TASK DESCRIPTION: Only the lines from the one containing "of the dealer" through the end of the entries should be repeated, exactly as they appear, first and last included.

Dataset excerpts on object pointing

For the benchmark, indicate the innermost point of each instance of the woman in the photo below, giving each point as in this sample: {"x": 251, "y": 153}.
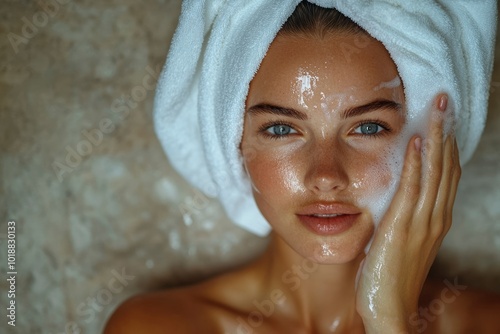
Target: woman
{"x": 319, "y": 130}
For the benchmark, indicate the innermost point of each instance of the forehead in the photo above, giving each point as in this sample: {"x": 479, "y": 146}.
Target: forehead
{"x": 336, "y": 65}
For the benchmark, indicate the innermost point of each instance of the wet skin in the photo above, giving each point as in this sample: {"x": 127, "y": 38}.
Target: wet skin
{"x": 314, "y": 159}
{"x": 332, "y": 148}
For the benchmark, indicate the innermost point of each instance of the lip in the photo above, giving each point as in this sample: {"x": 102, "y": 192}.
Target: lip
{"x": 328, "y": 218}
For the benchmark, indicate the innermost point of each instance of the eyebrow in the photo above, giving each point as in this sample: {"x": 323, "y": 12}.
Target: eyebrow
{"x": 372, "y": 106}
{"x": 266, "y": 108}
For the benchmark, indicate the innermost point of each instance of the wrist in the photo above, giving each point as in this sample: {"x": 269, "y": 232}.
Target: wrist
{"x": 383, "y": 325}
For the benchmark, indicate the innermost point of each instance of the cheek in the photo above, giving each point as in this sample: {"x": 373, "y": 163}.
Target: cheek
{"x": 378, "y": 182}
{"x": 274, "y": 175}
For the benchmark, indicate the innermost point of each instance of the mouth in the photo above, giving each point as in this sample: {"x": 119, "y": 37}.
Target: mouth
{"x": 328, "y": 219}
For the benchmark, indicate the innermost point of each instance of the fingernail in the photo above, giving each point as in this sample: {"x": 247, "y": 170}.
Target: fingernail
{"x": 418, "y": 143}
{"x": 443, "y": 103}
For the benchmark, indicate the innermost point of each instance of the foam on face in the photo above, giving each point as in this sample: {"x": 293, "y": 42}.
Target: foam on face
{"x": 417, "y": 123}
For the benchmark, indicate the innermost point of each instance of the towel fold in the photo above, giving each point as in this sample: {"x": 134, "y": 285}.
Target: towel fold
{"x": 437, "y": 45}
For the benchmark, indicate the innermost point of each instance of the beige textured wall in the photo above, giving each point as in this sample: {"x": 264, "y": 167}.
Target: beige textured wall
{"x": 108, "y": 224}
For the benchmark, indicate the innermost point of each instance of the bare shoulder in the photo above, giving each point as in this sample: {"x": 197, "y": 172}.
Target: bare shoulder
{"x": 447, "y": 306}
{"x": 207, "y": 307}
{"x": 168, "y": 311}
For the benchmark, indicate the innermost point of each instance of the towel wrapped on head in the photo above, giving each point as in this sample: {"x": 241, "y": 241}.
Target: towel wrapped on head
{"x": 437, "y": 45}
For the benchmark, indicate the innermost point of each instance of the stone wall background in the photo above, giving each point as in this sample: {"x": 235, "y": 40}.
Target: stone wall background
{"x": 109, "y": 224}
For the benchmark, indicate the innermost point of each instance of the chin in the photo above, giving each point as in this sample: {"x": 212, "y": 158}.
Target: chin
{"x": 334, "y": 252}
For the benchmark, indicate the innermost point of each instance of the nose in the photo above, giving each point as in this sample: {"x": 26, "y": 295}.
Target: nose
{"x": 327, "y": 169}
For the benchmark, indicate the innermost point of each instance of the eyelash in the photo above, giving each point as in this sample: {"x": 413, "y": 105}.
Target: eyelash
{"x": 263, "y": 129}
{"x": 386, "y": 128}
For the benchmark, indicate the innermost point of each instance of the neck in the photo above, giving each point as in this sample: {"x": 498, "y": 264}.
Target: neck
{"x": 322, "y": 296}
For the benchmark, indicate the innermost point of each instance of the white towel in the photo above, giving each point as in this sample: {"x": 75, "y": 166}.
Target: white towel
{"x": 437, "y": 45}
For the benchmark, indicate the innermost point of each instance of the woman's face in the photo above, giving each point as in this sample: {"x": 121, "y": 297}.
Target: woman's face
{"x": 321, "y": 117}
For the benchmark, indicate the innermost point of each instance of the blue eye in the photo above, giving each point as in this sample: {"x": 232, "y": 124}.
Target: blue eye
{"x": 369, "y": 129}
{"x": 279, "y": 130}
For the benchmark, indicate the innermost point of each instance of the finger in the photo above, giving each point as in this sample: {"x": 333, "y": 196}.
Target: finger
{"x": 457, "y": 173}
{"x": 408, "y": 192}
{"x": 441, "y": 215}
{"x": 433, "y": 159}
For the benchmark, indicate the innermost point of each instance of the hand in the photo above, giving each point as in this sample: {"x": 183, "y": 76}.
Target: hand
{"x": 409, "y": 236}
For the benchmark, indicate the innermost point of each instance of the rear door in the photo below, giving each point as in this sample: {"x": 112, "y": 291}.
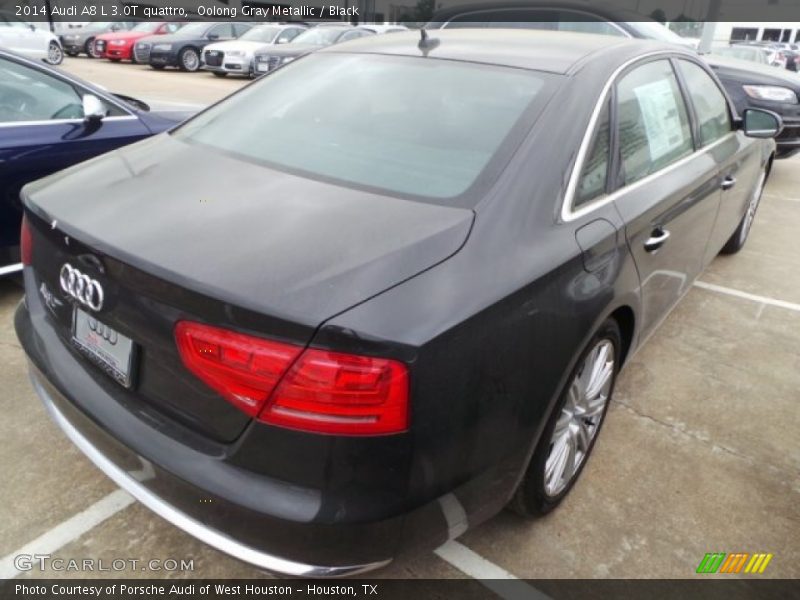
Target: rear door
{"x": 668, "y": 192}
{"x": 739, "y": 157}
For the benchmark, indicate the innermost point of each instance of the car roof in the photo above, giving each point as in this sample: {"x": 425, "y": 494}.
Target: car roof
{"x": 550, "y": 51}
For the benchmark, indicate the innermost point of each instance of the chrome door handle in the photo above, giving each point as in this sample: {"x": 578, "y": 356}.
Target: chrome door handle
{"x": 728, "y": 182}
{"x": 658, "y": 238}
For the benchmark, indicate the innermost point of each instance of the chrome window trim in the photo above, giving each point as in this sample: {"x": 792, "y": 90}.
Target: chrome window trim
{"x": 567, "y": 212}
{"x": 213, "y": 537}
{"x": 603, "y": 200}
{"x": 574, "y": 11}
{"x": 62, "y": 121}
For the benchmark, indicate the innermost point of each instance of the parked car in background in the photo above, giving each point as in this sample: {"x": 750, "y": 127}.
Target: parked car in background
{"x": 400, "y": 308}
{"x": 78, "y": 41}
{"x": 183, "y": 48}
{"x": 24, "y": 38}
{"x": 760, "y": 86}
{"x": 750, "y": 85}
{"x": 271, "y": 58}
{"x": 383, "y": 28}
{"x": 742, "y": 52}
{"x": 118, "y": 45}
{"x": 236, "y": 56}
{"x": 50, "y": 120}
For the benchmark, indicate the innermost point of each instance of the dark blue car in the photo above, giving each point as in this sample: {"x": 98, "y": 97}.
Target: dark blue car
{"x": 50, "y": 121}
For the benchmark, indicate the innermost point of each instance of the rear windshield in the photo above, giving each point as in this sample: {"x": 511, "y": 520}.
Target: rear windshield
{"x": 403, "y": 125}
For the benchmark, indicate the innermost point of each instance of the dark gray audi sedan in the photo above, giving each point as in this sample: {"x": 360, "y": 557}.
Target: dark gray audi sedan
{"x": 385, "y": 291}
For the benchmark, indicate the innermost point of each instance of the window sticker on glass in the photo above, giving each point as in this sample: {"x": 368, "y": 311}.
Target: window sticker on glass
{"x": 661, "y": 118}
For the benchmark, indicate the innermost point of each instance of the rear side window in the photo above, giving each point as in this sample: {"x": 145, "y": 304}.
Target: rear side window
{"x": 709, "y": 102}
{"x": 653, "y": 124}
{"x": 594, "y": 174}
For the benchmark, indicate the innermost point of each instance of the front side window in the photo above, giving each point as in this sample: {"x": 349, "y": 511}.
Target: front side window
{"x": 594, "y": 174}
{"x": 710, "y": 105}
{"x": 31, "y": 95}
{"x": 402, "y": 125}
{"x": 652, "y": 121}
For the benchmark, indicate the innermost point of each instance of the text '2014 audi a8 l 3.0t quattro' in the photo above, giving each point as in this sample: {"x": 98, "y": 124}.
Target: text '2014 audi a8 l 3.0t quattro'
{"x": 384, "y": 292}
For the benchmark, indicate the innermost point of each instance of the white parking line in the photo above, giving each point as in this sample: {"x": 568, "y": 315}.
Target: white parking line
{"x": 747, "y": 296}
{"x": 497, "y": 579}
{"x": 68, "y": 531}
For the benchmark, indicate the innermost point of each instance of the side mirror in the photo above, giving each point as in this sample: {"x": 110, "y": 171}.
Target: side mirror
{"x": 758, "y": 123}
{"x": 93, "y": 109}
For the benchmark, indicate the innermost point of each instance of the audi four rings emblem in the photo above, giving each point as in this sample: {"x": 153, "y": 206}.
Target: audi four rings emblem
{"x": 80, "y": 286}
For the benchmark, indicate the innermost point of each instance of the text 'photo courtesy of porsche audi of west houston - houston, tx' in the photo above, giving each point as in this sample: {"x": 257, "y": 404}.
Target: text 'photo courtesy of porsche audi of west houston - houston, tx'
{"x": 364, "y": 283}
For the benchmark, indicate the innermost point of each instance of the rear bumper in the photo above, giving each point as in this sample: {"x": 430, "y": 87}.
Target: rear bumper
{"x": 271, "y": 524}
{"x": 167, "y": 59}
{"x": 235, "y": 67}
{"x": 117, "y": 53}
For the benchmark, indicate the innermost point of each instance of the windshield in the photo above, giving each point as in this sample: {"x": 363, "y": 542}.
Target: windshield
{"x": 410, "y": 126}
{"x": 146, "y": 27}
{"x": 193, "y": 29}
{"x": 322, "y": 36}
{"x": 261, "y": 34}
{"x": 656, "y": 31}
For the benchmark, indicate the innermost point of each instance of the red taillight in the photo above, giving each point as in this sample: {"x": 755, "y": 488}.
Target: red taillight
{"x": 330, "y": 392}
{"x": 242, "y": 368}
{"x": 25, "y": 242}
{"x": 324, "y": 392}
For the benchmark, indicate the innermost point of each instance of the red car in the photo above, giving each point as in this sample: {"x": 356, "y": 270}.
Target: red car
{"x": 118, "y": 45}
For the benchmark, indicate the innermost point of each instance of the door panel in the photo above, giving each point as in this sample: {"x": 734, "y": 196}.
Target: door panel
{"x": 737, "y": 157}
{"x": 670, "y": 194}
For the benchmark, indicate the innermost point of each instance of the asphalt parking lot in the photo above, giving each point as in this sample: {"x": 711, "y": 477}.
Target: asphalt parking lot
{"x": 699, "y": 451}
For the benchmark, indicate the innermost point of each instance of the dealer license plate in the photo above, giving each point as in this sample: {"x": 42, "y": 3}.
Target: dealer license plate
{"x": 105, "y": 347}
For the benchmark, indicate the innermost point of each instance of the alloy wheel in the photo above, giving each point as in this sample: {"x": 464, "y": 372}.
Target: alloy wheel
{"x": 580, "y": 417}
{"x": 190, "y": 60}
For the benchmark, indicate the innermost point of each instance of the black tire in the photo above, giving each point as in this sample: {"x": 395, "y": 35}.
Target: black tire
{"x": 531, "y": 498}
{"x": 739, "y": 238}
{"x": 189, "y": 60}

WORKED ANSWER:
For the benchmark, indicate the innermost point of each instance of the dealer license plate in the photo above, giving each point as in this sample: {"x": 42, "y": 3}.
Target: dealer license plate
{"x": 105, "y": 347}
For the benchmark, indicate the innermost point of each instance of the alloy wheel in the photo above, giving each point as in this sample: {"x": 464, "y": 372}.
Target: alloy wheel
{"x": 580, "y": 417}
{"x": 190, "y": 60}
For the benchmark, indicate the innermost point of each instance of the black tire in the photo above, giving each point as in this sample: {"x": 395, "y": 35}.
Target: black tire
{"x": 531, "y": 498}
{"x": 739, "y": 238}
{"x": 189, "y": 60}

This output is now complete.